━━━ Data for this exercise

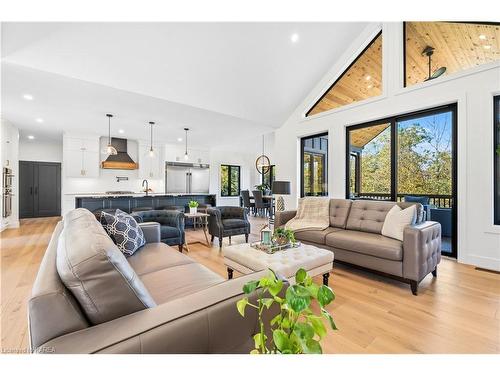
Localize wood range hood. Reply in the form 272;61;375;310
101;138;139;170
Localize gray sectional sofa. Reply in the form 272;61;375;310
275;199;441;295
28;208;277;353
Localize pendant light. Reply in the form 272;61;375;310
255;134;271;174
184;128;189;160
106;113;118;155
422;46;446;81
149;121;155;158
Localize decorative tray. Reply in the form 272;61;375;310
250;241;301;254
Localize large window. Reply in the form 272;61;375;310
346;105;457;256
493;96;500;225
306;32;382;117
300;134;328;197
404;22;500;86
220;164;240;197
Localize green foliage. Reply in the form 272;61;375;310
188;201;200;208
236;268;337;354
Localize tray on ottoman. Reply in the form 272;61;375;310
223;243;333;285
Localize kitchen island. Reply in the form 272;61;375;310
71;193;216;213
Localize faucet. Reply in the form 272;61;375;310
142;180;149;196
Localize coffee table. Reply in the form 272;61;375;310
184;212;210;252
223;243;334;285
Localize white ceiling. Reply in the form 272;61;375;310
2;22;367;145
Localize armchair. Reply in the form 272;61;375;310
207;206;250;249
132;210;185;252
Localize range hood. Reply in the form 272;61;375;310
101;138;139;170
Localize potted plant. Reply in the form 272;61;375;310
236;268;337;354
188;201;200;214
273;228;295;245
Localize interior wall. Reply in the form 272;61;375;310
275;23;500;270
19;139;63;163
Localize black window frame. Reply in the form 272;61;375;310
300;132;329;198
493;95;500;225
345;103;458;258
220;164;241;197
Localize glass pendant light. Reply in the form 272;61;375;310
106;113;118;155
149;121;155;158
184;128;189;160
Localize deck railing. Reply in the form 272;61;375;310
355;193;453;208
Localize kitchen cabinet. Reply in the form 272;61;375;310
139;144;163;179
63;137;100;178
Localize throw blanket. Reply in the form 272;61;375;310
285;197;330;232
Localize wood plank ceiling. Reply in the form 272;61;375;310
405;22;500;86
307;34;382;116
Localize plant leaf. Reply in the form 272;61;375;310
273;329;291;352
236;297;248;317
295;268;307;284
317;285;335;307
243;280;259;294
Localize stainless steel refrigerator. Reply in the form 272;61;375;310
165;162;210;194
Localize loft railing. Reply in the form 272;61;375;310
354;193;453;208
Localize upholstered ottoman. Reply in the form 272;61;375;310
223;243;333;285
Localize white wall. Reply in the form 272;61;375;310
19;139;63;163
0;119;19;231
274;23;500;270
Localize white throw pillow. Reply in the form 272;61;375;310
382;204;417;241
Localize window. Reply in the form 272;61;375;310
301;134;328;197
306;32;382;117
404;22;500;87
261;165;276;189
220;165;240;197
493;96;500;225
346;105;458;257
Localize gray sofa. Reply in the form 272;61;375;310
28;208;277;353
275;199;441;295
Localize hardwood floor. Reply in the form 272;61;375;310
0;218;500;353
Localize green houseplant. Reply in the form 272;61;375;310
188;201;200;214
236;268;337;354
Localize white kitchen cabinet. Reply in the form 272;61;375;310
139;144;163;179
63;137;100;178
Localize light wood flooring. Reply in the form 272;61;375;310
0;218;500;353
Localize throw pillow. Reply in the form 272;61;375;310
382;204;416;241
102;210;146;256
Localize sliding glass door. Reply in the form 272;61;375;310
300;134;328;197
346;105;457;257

━━━━━━
━━━ Data for this exercise

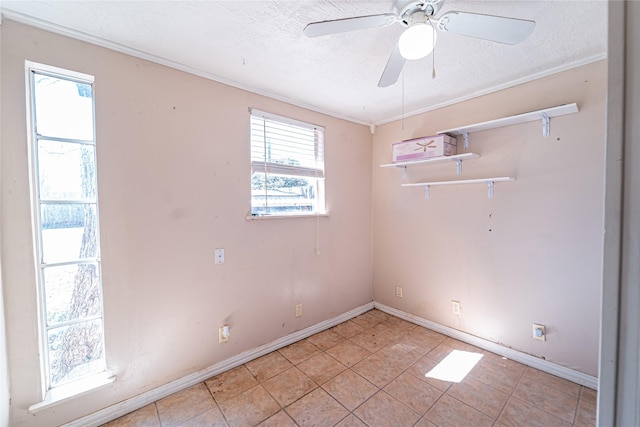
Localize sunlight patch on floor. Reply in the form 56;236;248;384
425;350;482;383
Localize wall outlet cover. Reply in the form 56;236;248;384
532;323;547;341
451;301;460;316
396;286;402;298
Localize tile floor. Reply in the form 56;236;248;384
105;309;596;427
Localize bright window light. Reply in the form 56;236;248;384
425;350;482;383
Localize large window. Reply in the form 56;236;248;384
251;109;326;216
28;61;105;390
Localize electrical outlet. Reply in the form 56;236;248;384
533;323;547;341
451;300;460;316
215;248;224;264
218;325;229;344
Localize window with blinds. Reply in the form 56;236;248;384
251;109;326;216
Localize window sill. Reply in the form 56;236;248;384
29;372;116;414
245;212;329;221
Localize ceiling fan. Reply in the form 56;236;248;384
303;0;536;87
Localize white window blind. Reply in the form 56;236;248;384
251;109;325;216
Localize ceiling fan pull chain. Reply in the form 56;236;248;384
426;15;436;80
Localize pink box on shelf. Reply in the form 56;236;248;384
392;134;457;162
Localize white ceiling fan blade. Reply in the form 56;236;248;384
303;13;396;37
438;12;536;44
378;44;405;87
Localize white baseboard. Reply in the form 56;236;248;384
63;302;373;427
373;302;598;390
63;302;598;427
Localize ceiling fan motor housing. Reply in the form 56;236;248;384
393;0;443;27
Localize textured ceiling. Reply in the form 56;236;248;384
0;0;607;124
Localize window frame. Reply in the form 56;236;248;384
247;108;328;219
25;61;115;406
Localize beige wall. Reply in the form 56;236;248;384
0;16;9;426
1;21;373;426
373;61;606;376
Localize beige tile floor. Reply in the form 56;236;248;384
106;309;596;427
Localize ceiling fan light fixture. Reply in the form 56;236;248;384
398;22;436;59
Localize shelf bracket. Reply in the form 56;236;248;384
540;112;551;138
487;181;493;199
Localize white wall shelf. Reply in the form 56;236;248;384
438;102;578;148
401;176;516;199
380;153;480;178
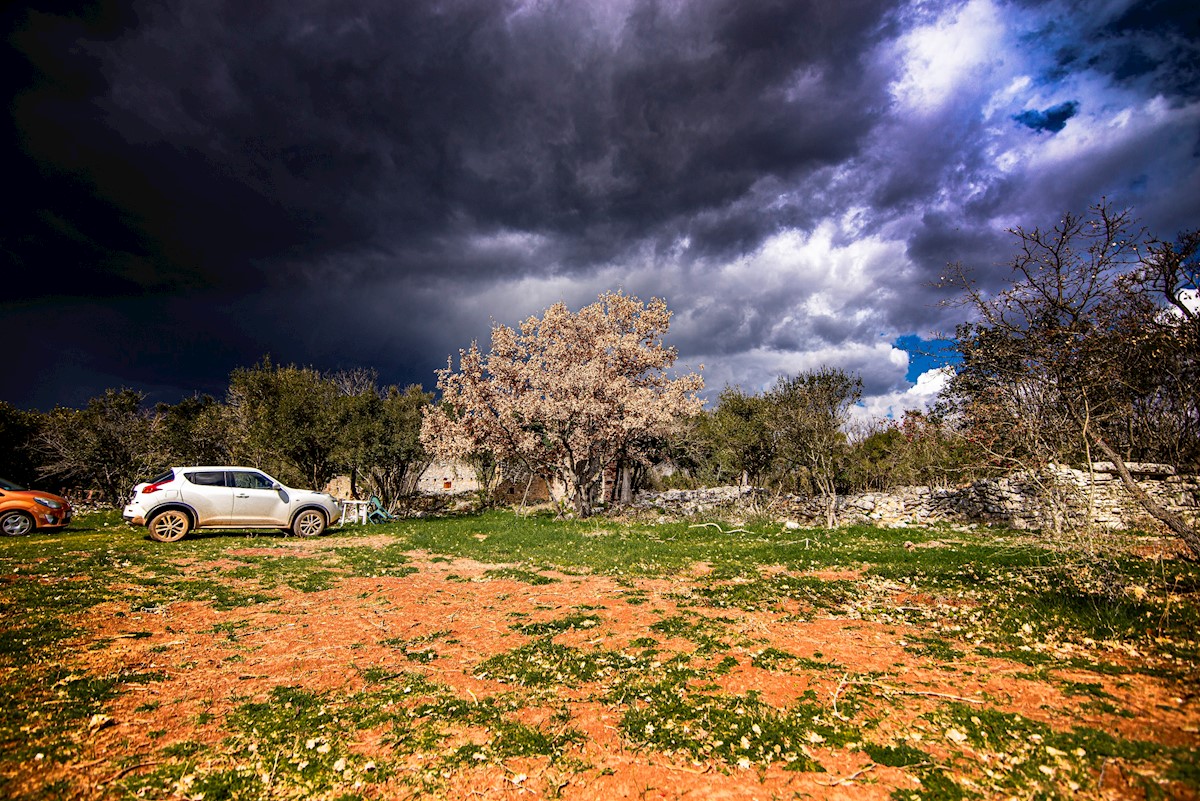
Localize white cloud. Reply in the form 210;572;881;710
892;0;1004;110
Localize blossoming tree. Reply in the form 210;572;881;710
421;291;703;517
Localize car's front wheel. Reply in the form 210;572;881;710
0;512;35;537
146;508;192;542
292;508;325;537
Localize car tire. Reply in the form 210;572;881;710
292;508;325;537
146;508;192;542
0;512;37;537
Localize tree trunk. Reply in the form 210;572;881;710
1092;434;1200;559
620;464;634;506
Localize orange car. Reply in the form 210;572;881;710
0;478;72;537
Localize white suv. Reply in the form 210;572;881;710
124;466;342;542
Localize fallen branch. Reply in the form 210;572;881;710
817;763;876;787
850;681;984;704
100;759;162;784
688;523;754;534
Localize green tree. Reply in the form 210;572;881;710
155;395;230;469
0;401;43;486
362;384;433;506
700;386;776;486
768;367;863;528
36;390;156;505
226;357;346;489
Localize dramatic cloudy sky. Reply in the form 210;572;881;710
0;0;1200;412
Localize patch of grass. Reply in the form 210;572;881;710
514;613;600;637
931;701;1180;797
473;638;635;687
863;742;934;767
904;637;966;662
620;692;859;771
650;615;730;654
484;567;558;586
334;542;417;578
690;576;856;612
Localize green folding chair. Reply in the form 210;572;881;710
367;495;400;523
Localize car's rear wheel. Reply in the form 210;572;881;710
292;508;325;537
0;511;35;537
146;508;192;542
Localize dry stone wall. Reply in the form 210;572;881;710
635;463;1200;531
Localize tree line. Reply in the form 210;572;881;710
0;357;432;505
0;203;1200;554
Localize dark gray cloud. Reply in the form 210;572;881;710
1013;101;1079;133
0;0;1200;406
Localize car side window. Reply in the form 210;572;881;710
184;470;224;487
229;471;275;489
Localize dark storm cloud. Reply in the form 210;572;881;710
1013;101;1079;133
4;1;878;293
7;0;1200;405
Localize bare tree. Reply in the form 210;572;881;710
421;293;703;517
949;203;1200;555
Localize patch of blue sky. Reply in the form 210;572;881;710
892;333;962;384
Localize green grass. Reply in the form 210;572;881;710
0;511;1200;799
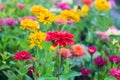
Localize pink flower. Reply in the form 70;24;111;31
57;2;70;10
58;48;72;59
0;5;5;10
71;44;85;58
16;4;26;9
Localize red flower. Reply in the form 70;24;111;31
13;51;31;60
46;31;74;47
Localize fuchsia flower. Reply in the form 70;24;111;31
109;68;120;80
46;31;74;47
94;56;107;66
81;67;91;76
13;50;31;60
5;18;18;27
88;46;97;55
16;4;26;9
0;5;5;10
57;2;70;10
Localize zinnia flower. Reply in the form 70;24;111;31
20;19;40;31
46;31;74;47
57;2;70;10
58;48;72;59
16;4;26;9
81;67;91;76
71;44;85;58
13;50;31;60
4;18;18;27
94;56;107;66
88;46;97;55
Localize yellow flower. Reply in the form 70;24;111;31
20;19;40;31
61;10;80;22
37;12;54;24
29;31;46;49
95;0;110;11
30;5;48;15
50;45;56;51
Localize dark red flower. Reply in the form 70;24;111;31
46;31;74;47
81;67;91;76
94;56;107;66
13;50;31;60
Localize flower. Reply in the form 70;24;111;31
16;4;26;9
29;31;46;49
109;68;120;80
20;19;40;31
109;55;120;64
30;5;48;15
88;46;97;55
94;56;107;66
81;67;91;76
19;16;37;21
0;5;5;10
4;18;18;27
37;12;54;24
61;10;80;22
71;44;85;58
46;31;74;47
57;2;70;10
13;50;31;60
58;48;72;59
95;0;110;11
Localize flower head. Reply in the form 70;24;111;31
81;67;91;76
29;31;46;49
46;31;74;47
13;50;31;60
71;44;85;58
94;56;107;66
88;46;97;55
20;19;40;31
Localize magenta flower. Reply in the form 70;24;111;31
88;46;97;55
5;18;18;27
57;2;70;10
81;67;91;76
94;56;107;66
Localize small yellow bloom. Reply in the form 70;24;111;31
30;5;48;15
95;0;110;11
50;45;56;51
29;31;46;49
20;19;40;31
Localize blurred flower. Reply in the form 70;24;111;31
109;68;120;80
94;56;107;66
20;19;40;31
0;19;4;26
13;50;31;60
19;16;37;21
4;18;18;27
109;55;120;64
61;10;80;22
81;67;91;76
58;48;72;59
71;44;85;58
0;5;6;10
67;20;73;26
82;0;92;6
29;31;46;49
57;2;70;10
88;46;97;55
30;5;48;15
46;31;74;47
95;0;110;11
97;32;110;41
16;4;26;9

━━━━━━

▶ Exercise requirements
Render the lines of the data above as a JSON list of strings, one string per line and with blank lines omitted, beginning with the line that contains "Localize car tire." and ending with the line that contains "690;576;856;612", both included.

▶ Correct response
[
  "Localize car tire. Reply in the form 210;572;881;710",
  "292;508;325;537",
  "146;508;192;542",
  "0;512;37;537",
  "Localize tree trunk. Reply in the form 210;572;881;710",
  "1092;434;1200;559",
  "620;464;634;506",
  "Localize orange car. Reply in the form 210;572;881;710",
  "0;478;72;537",
  "Localize white suv. Reply in the form 210;572;881;710",
  "124;466;342;542",
  "Localize fallen branch. Reply in the form 210;572;881;710",
  "817;763;876;787",
  "850;681;984;704",
  "100;759;162;784",
  "688;523;754;534",
  "Localize green tree. Reply in the form 210;572;881;710",
  "155;395;230;469",
  "0;401;43;486",
  "362;384;433;506",
  "700;386;776;486",
  "768;367;863;528",
  "36;390;156;505",
  "226;357;346;489",
  "Localize dramatic cloudy sky. Reply in the form 210;572;881;710",
  "0;0;1200;412",
  "Localize patch of grass. Reply in the form 210;572;881;710",
  "514;613;600;637",
  "931;701;1180;797",
  "473;638;635;687",
  "863;742;934;767",
  "904;637;966;662",
  "620;692;859;771",
  "650;615;730;654",
  "484;567;558;586",
  "334;542;417;578",
  "690;576;856;612"
]